PASSAGE TO READ =>
# Spilo or Mac



## Pbass (Feb 23, 2005)

I used to think I had a spilo but after searching thru OPEFE site I now think its a mac.
I'm not 100% sure tho,lol.


----------



## Pbass (Feb 23, 2005)

Oops double post


----------



## Pbass (Feb 23, 2005)

More pics


----------



## MR HARLEY (Aug 12, 2003)

Nice Mac


----------



## rchan11 (May 6, 2004)

I've to go with a Mac also. Should move this thread to Piranha id and let Frank take a look.


----------



## Pbass (Feb 23, 2005)

Stupid me I 4got about the ID section


----------



## rchan11 (May 6, 2004)

It's ok, let one of the moderators move it.


----------



## Grosse Gurke (Jan 3, 2003)

Maculatus.

Moved.


----------



## Pbass (Feb 23, 2005)

oops I was ahead of u and posted it in the ID section aswell. sh*t









So whats the giveaway that it's a Mac, the tail?


----------



## MR HARLEY (Aug 12, 2003)

This is a Pinned thread ?


----------



## wayne.140 (Jan 23, 2005)

Got to say mac


----------



## RedBelly Dom (Mar 22, 2005)

TASK LIST =>
a – In the piranha identification thread, what one-word identification does Grosse Gurke give for the fish?
b – Please continue the piranha identification thread from the point where it stops.

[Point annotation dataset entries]
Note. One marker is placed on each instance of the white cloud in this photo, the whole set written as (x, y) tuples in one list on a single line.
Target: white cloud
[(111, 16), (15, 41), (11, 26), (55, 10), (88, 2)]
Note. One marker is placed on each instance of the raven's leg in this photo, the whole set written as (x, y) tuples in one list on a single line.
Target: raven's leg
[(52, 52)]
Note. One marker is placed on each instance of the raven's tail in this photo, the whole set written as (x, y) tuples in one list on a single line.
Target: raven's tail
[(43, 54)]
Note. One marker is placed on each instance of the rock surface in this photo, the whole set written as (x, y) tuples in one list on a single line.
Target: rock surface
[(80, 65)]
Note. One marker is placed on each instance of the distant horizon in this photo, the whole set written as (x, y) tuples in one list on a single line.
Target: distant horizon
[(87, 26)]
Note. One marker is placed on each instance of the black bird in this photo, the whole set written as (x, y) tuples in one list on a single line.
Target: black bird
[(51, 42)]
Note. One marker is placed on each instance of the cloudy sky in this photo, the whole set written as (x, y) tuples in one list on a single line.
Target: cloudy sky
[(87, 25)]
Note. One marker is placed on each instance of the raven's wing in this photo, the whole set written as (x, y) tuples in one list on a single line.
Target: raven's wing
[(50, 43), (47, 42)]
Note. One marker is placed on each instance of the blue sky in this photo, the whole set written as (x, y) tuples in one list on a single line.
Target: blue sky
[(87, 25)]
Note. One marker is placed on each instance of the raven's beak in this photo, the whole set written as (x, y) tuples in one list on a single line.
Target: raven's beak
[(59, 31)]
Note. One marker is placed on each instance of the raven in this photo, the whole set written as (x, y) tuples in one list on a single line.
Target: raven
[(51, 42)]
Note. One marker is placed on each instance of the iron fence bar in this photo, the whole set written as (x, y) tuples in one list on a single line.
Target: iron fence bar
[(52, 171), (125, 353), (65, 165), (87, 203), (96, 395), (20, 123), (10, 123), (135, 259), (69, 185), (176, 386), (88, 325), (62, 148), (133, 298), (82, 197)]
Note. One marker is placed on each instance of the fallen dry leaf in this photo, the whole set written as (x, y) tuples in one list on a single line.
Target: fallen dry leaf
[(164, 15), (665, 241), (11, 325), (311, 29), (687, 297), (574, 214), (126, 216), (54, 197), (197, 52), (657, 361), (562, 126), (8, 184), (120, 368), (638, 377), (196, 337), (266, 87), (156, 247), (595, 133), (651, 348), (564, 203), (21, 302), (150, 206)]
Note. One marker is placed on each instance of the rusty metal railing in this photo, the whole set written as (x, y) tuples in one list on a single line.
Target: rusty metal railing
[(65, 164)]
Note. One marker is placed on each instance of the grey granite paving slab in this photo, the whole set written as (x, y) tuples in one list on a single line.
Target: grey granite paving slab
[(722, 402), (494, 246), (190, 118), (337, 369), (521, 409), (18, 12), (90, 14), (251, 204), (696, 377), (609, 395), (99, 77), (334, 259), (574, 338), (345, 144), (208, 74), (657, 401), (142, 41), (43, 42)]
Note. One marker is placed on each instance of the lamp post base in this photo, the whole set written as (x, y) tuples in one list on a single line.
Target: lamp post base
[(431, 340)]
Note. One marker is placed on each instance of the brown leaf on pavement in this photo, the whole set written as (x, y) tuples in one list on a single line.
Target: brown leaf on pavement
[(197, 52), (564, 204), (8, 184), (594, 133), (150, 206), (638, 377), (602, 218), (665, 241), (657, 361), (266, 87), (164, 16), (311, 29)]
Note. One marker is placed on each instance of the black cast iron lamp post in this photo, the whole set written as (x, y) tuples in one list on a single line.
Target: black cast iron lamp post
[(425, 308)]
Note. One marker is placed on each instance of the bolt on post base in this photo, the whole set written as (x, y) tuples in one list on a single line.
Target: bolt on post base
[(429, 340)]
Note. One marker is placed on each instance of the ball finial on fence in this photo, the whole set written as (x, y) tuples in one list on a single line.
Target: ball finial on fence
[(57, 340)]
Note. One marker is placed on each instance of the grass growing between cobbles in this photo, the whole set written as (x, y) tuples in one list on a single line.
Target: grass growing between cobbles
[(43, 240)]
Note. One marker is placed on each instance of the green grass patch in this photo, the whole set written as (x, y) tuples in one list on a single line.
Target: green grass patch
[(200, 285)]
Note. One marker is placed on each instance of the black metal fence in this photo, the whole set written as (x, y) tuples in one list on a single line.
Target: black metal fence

RESPONSES BY TASK =>
a – Maculatus.

b –
yeah i'd say its a mac


----------



## mashunter18 (Jan 2, 2004)

agreed mac


----------



## Curley (Aug 4, 2004)

MAC... it looks like mine.


----------



## Curley (Aug 4, 2004)

i dont what happened in the last post...???


----------



## FLsunshine (Mar 15, 2005)

mac theirs no doubt i got a two gold spilos and their jaw is diffrent...alot longer bottom jaw


----------



## red&black (Feb 25, 2005)

def a mac. nice lookin fish


----------



## rchan11 (May 6, 2004)

My avatar is a Mac also.


----------



## Rigor_mortiZ_Rhom (Dec 21, 2003)

macs are the best


----------



## GoJamieGo (Mar 18, 2005)

Looks like a maculatus....^^


----------



## hastatus (Jan 16, 2003)

ID Complete. S. maculatus.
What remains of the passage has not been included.